> Problem to work on: Pick out each line of the records below that contains the word "instance" and copy it.

> Data:
* begin *

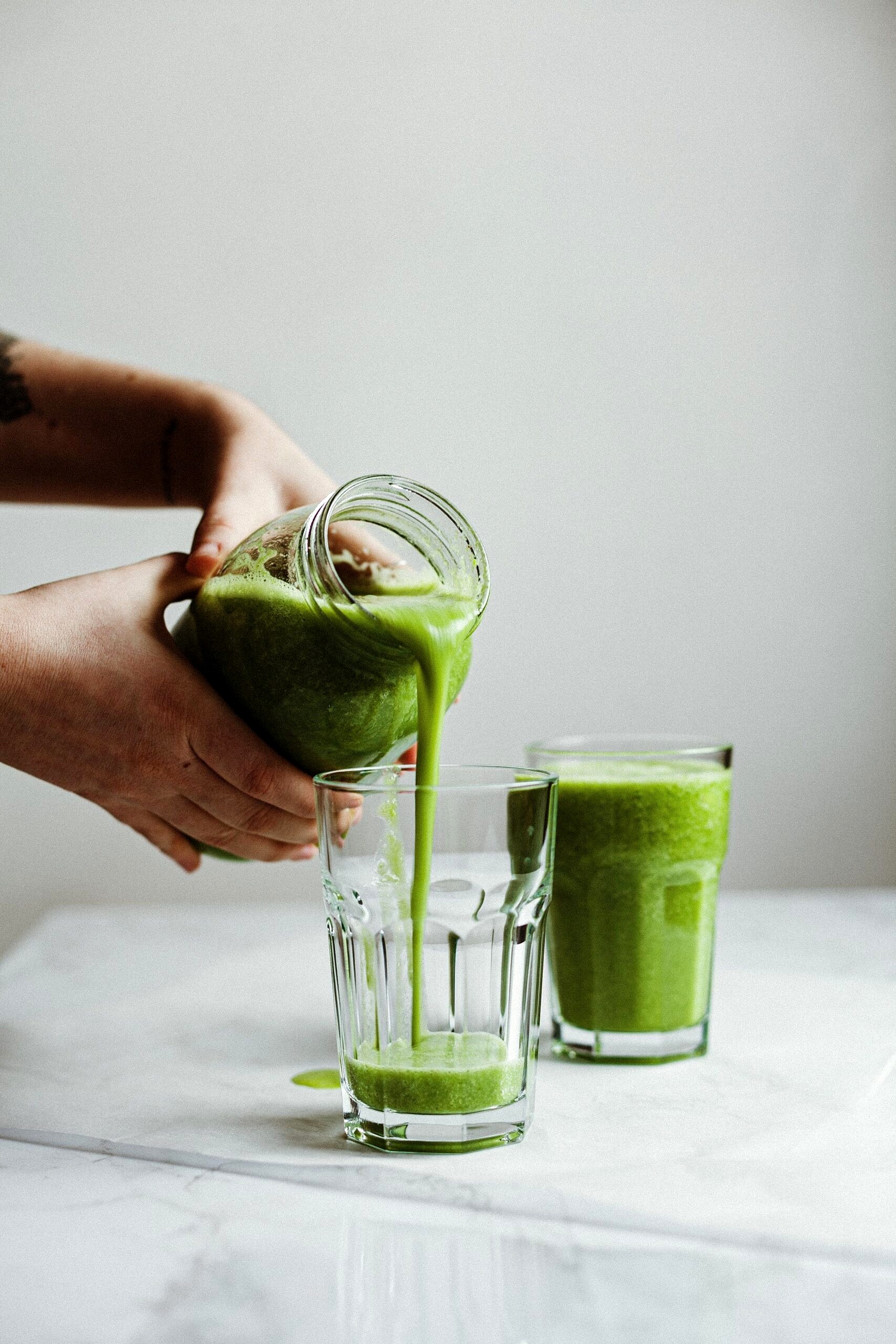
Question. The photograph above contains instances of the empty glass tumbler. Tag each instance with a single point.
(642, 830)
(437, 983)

* end *
* begin *

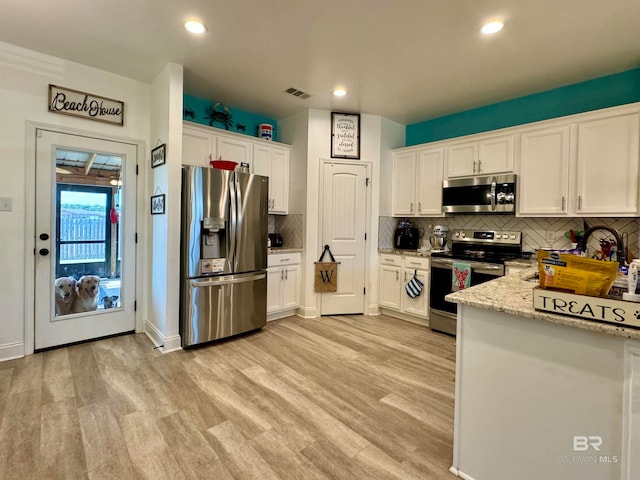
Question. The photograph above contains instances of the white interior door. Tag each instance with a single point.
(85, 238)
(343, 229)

* end *

> Written solution:
Question. The photograph above contains instances of the empty glass tumbler. Tag each instance with a single point.
Question. The photograph above contains instances of the white interior door. Tag each instance with a single point.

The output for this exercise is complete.